*YOUR TASK*.
Output the entries below without any alteration.

(Referring expression data)
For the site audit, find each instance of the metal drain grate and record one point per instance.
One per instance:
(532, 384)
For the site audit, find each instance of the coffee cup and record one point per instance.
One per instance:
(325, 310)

*OUTPUT*.
For the site audit, find each instance of the metal drain grate and record one point per instance.
One per instance:
(532, 384)
For the site audit, find each instance of the coffee cup and record one point per instance.
One per instance:
(325, 310)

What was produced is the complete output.